Job a:
In the records below, take everything from the line containing "Task: identify the kitchen peninsula" down to the last line and turn it into a Markdown table with the columns Row and Line. Leave out any blank lines.

Passage provided:
As an American, Zachary Mexico found it easier to run a bar in China than in New York City. "In New York, we always get inspections from the police, the fire department, and the health inspectors right when we're busy," he says in a Skype interview from Chengdu, China, where he's traveling. "They clear everyone out just to fuck with you." At his old Chinese bar, Paper Tiger (named after Mao's famous assessment of the United States) in Kunming, "The police came in, and we just gave them a bunch of food and drink, and it was cool." The police only shut down the bar once, when one of its patrons was stabbed with a machete. The guy didn't die, Mexico says, but that's all he knows about it: "Sometimes you don't want to ask too many questions—you don't want to get yourself in trouble."

Every week brings a fresh raft of nonfiction books about China (hundreds since January alone) in a predictable set of clichĂ©d genres—how to do business in the Inscrutable Orient, what's wrong with China's environmental and human-rights record, the Tao of dating/dieting/dachshund-grooming. But China Underground, a collection of short profiles, is different. Mexico first visited China at 15, as a foreign exchange student. He returned for part of his collegiate schooling, then returned again to open a bar. He writes about woefully underexposed slices of Chinese society—rockers, slackers, clubgoers high on ketamine (it's surprisingly popular over there), Nigerian hustlers, harried local journalists, gay professionals living in the closet—with a casual authority one can only get through lived-in, ground-level experience. From a chapter about a low-level member of the Chinese mafia:

I remember one evening in Qingdao, I was sitting on the patio of a Western-style bar with some friends, playing a game of liar's dice and shooting the breeze, and a black Mercedes 300 series came zooming up to the entrance. A stocky guy, dressed in athletic clothing, got out of the car. He strolled up to us, produced a moist towel from his leather man-bag, and started wiping his forehead. He knew the people I was with and started jabbering nonsense at them. He pulled out a tobacco pipe and lit it, still speaking nonsense. When he got close enough, I looked at his eyes. His pupils looked like saucers; he was clearly on some kind of psychedelic drug. After a few minutes he jumped back into his Benz and drove away.

Stored items:
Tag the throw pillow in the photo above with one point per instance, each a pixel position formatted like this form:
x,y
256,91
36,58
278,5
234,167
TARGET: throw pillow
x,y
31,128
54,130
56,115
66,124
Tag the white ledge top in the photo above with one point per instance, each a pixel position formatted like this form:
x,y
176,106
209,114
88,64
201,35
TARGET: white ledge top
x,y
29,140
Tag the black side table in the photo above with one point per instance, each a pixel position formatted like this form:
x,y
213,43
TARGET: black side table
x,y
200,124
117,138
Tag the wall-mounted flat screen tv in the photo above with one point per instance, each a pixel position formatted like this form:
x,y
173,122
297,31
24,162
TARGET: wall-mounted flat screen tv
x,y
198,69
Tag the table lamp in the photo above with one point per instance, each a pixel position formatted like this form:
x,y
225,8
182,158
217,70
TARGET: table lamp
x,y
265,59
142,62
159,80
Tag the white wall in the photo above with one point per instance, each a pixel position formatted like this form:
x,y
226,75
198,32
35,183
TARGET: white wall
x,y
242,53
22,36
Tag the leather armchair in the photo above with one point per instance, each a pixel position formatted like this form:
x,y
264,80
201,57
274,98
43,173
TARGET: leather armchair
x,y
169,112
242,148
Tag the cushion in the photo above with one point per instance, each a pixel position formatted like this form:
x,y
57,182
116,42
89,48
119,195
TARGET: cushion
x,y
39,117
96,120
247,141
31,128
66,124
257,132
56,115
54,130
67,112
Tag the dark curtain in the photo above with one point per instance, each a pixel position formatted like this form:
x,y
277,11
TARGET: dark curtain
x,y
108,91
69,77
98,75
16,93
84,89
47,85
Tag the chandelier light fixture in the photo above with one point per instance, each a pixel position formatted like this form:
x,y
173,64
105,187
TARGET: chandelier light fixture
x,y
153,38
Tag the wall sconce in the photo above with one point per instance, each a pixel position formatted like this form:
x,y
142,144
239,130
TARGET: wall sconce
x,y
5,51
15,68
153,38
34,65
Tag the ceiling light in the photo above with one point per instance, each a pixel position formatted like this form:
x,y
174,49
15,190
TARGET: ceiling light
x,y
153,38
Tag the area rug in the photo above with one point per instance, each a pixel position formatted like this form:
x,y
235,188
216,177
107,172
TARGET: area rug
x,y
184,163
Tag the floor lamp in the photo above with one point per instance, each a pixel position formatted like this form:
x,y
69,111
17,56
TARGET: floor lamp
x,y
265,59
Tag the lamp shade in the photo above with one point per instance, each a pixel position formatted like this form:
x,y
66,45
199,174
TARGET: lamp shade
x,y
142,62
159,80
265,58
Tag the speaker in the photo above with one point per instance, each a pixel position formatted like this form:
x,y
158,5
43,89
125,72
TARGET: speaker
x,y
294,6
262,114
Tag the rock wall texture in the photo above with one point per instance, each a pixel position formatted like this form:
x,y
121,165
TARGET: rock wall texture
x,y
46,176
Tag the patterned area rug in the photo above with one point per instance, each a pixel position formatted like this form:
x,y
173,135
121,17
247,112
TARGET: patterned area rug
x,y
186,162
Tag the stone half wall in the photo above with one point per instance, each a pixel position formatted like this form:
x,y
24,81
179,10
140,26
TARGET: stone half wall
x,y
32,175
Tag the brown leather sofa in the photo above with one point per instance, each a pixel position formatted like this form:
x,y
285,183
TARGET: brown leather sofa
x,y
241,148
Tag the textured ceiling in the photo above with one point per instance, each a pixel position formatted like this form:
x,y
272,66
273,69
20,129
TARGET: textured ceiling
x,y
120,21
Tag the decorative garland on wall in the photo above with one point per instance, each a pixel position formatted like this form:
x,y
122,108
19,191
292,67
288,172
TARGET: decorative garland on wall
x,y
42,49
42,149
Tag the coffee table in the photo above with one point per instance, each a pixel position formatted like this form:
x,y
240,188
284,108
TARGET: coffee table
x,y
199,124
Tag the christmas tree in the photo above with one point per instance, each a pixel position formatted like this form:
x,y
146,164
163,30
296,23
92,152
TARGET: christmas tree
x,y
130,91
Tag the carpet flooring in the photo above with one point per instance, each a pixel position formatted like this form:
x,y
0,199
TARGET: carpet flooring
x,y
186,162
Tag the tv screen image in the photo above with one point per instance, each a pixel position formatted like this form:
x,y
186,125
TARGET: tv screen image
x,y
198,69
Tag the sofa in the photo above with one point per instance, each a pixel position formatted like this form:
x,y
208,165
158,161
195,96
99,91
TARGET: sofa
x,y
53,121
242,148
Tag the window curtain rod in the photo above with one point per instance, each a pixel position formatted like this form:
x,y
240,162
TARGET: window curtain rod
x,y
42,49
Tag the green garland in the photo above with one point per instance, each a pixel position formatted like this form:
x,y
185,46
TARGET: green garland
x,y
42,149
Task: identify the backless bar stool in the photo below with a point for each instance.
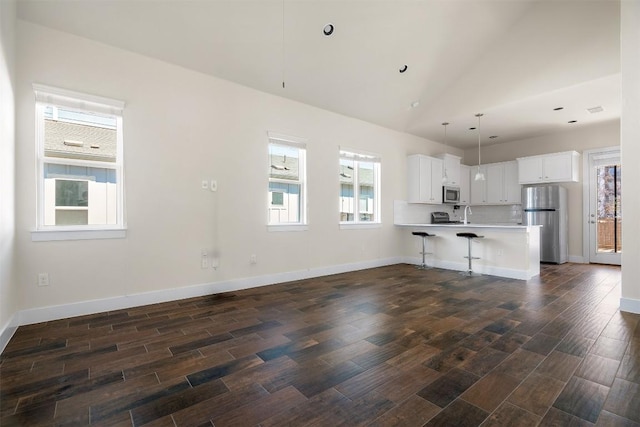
(469, 237)
(424, 236)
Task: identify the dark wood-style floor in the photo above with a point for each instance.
(380, 347)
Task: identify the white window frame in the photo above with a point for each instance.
(301, 144)
(45, 96)
(359, 156)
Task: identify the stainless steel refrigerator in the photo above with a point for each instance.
(546, 205)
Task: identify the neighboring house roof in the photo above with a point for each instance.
(284, 167)
(97, 143)
(365, 176)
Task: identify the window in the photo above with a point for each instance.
(287, 180)
(79, 155)
(359, 188)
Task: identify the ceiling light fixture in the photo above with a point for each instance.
(479, 175)
(445, 178)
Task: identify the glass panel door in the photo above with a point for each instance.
(605, 210)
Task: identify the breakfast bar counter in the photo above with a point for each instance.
(507, 250)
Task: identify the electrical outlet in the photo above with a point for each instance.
(204, 258)
(43, 279)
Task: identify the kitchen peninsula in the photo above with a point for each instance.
(507, 250)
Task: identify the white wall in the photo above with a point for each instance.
(8, 289)
(181, 127)
(584, 138)
(630, 135)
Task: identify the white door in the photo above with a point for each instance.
(604, 219)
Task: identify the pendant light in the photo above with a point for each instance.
(445, 178)
(479, 175)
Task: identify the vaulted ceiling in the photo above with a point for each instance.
(513, 60)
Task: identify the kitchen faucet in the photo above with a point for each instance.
(466, 208)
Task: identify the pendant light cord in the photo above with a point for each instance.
(283, 62)
(479, 161)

Job b:
Pick up the review of the book China Underground above and carry it on past its final sentence.

Output a:
| Row | Line |
|---|---|
| 1 | Task: identify the kitchen peninsula in the photo above with a point for each instance. |
| 2 | (507, 250) |
| 3 | Task: identify the white wall in the photo above with a point for each instance. |
| 4 | (8, 289) |
| 5 | (181, 127) |
| 6 | (584, 138) |
| 7 | (630, 135) |
| 8 | Task: identify the white door in the photo above with a point for each instance. |
| 9 | (604, 219) |
| 10 | Task: identify the pendant light in the photo above with a point for each instance. |
| 11 | (445, 178) |
| 12 | (479, 175) |
| 13 | Task: identify the vaulted ceiling in the photo above with a point for each instance. |
| 14 | (513, 60) |
| 15 | Task: identify the kitchen faucet in the photo above with a point for each instance. |
| 16 | (466, 208) |
| 17 | Task: identify the pendant light cord in the photo above with a point for each instance. |
| 18 | (283, 62) |
| 19 | (479, 161) |

Output b:
"Was that a mafia guy?" I asked my companions.
"Nope," said one. "He's a police officer."

"I definitely don't want to call myself a journalist," Mexico says. And he shouldn't—he's something else. Mexico writes with the storytelling economy of a foreign correspondent, the authority of an anthropologist, and the colloquial ease of a blogger. The combination, especially among writers about China, is too rare. "There are books kind of like my book," he says. "But those usually involve a white dude as the main narrator, a travel-memoir kind of thing. My book focuses more on the people I'm writing about."

And those people are fascinating. One passage describes an addictive, in-person role-playing game sweeping China, a variation on the party game Murder in the Dark: people gather and pretend to be "policemen" ferreting out "killers" with the help of "peasants."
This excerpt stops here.